▸ Work to be completed:
How many lines in the records below contain the string "stone"? Case matters. Reply with the number only.

--

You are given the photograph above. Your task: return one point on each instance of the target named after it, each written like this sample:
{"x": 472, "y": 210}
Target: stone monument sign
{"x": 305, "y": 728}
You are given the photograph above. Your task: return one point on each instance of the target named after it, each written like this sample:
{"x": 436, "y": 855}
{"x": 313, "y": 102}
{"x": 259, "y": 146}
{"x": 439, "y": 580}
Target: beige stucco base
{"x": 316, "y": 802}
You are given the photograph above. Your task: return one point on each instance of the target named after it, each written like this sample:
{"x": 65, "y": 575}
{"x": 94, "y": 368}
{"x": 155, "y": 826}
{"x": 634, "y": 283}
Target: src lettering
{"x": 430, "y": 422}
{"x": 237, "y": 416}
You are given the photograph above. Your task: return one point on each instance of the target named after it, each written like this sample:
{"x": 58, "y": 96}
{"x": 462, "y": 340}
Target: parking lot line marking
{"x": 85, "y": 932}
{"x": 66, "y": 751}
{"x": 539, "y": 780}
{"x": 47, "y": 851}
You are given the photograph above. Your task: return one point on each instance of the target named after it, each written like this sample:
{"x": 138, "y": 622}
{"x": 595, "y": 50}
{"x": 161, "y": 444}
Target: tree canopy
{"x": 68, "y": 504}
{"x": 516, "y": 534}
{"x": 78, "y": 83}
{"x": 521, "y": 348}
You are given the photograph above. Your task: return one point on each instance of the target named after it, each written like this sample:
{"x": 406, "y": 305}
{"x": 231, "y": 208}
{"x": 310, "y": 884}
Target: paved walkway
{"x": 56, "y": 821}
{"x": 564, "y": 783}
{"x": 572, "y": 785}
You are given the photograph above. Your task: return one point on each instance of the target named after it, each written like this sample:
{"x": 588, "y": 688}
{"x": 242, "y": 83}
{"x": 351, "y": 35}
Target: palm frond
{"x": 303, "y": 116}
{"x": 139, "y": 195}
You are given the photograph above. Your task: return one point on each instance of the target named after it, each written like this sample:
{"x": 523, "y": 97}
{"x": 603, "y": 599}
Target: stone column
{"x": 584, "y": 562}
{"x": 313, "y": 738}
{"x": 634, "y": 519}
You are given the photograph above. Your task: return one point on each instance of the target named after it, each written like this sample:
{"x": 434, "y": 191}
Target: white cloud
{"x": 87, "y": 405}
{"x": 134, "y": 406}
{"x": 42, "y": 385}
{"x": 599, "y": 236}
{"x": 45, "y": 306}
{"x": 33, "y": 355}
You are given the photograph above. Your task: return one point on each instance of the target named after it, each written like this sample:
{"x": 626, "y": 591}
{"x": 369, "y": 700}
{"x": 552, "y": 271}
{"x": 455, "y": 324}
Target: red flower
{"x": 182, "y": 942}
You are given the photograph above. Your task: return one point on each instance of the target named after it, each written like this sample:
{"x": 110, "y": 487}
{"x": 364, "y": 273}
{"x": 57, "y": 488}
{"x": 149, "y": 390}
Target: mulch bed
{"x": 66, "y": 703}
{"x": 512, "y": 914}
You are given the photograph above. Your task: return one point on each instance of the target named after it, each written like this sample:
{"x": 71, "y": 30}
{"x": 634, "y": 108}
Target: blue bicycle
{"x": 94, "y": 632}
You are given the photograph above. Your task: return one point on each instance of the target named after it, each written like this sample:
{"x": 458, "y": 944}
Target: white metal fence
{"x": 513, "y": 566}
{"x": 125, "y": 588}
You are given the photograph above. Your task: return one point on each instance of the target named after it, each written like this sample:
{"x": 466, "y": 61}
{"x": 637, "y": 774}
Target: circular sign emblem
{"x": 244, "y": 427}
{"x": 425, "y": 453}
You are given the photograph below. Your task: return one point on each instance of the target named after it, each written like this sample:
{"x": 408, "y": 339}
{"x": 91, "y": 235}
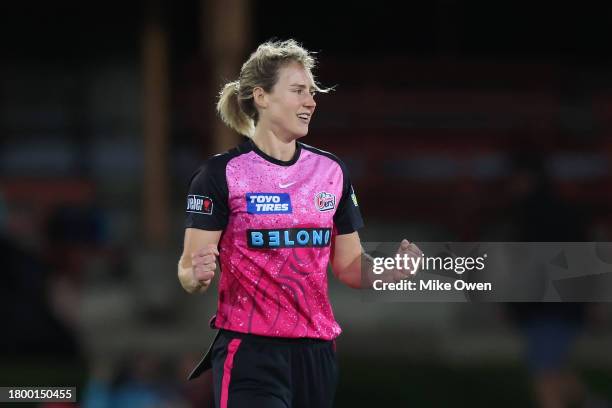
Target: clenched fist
{"x": 204, "y": 264}
{"x": 413, "y": 252}
{"x": 202, "y": 270}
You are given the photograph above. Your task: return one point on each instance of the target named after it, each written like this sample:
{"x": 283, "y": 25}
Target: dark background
{"x": 449, "y": 115}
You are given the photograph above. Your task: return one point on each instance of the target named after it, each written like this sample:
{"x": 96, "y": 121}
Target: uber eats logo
{"x": 268, "y": 203}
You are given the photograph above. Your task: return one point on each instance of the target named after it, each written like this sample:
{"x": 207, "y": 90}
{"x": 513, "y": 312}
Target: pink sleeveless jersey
{"x": 279, "y": 220}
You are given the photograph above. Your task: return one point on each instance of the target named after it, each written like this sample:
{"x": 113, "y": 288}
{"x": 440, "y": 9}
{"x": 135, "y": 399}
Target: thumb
{"x": 213, "y": 249}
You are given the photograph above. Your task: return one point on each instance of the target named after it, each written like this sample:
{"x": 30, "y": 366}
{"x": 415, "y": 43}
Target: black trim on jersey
{"x": 294, "y": 159}
{"x": 347, "y": 217}
{"x": 210, "y": 181}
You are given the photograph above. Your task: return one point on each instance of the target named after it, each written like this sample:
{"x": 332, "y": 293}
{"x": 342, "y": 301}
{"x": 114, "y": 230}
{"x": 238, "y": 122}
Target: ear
{"x": 260, "y": 97}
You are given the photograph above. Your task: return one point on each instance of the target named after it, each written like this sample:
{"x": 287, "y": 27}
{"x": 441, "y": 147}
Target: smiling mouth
{"x": 304, "y": 117}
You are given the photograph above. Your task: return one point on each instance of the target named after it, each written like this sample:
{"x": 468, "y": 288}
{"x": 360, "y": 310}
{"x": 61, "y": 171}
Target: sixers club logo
{"x": 325, "y": 201}
{"x": 199, "y": 204}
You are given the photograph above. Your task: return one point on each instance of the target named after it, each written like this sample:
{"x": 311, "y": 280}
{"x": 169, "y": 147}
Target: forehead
{"x": 294, "y": 73}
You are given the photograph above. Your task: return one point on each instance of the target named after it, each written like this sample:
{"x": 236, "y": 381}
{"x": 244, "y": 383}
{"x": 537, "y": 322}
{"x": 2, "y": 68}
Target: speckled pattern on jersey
{"x": 279, "y": 289}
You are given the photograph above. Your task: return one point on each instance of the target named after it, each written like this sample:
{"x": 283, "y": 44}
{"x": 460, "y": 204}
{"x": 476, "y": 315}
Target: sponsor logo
{"x": 268, "y": 203}
{"x": 325, "y": 201}
{"x": 289, "y": 238}
{"x": 199, "y": 204}
{"x": 354, "y": 197}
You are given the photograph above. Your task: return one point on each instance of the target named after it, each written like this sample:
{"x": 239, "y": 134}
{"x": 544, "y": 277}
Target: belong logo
{"x": 268, "y": 203}
{"x": 325, "y": 201}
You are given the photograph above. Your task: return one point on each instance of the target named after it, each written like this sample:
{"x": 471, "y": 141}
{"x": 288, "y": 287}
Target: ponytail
{"x": 230, "y": 111}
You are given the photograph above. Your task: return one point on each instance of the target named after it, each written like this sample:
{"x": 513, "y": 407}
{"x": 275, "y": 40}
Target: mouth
{"x": 304, "y": 117}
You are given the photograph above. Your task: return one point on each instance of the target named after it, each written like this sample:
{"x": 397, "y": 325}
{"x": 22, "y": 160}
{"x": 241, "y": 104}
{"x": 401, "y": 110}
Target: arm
{"x": 198, "y": 262}
{"x": 348, "y": 258}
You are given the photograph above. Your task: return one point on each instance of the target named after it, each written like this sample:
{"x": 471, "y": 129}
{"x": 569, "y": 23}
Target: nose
{"x": 310, "y": 102}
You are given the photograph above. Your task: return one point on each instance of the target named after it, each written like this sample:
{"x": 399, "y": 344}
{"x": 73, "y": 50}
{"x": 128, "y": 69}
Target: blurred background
{"x": 459, "y": 121}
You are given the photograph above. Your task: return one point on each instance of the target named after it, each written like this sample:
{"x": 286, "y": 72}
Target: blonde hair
{"x": 236, "y": 106}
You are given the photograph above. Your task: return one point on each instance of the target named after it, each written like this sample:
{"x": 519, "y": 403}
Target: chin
{"x": 301, "y": 132}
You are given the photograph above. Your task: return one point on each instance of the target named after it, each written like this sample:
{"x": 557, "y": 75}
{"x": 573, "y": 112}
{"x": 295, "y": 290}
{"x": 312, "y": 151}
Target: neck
{"x": 273, "y": 145}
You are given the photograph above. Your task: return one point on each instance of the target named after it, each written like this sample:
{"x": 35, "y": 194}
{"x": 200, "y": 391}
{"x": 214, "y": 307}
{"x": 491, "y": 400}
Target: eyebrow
{"x": 301, "y": 86}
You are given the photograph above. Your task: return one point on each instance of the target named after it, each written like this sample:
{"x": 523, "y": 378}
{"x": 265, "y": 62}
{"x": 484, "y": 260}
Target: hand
{"x": 413, "y": 252}
{"x": 204, "y": 264}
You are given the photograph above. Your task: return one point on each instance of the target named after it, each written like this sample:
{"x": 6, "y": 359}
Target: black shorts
{"x": 255, "y": 371}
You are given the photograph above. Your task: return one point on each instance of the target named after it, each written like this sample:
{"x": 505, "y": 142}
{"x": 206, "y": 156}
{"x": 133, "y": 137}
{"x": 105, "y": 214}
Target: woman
{"x": 278, "y": 211}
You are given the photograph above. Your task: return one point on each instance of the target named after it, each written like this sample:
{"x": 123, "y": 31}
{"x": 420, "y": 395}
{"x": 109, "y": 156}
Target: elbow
{"x": 347, "y": 276}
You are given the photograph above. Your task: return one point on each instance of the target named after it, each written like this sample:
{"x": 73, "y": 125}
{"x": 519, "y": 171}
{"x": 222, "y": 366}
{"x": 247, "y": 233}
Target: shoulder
{"x": 326, "y": 154}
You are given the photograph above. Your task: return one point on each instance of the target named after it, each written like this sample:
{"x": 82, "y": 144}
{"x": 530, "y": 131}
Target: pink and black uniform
{"x": 279, "y": 220}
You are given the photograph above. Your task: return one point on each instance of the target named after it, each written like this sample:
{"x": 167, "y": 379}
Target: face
{"x": 287, "y": 110}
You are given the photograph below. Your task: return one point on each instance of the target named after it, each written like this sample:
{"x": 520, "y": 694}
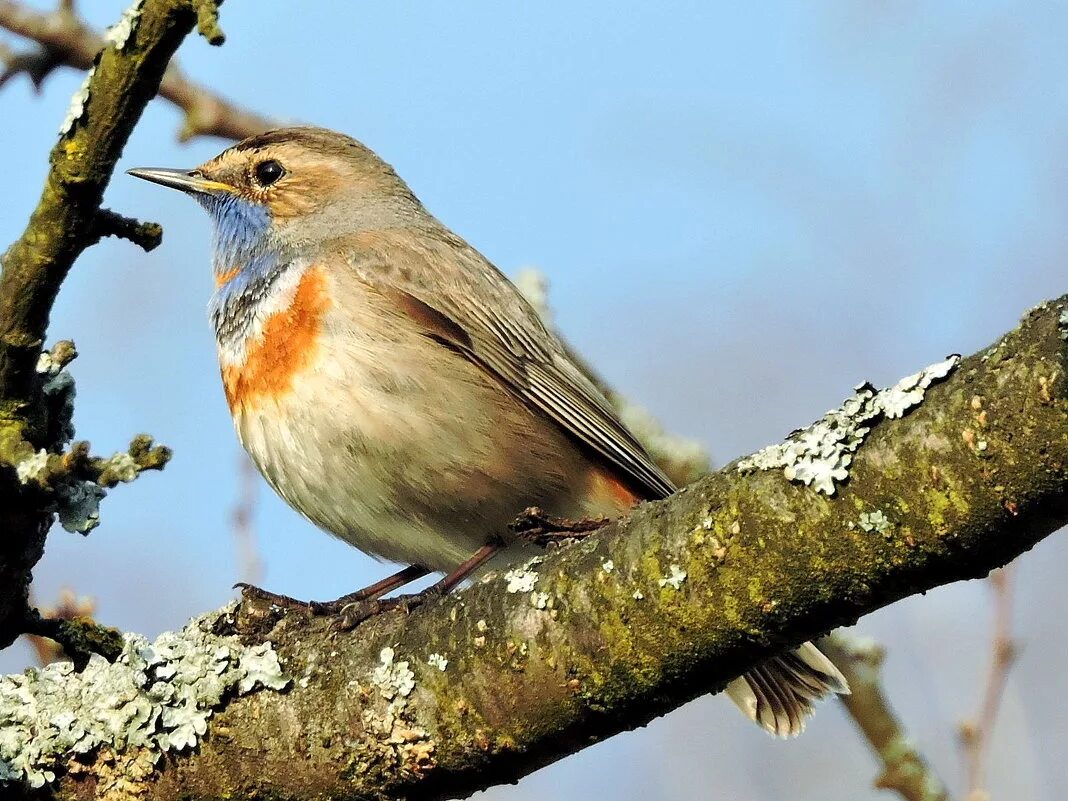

--

▸ Answer in full:
2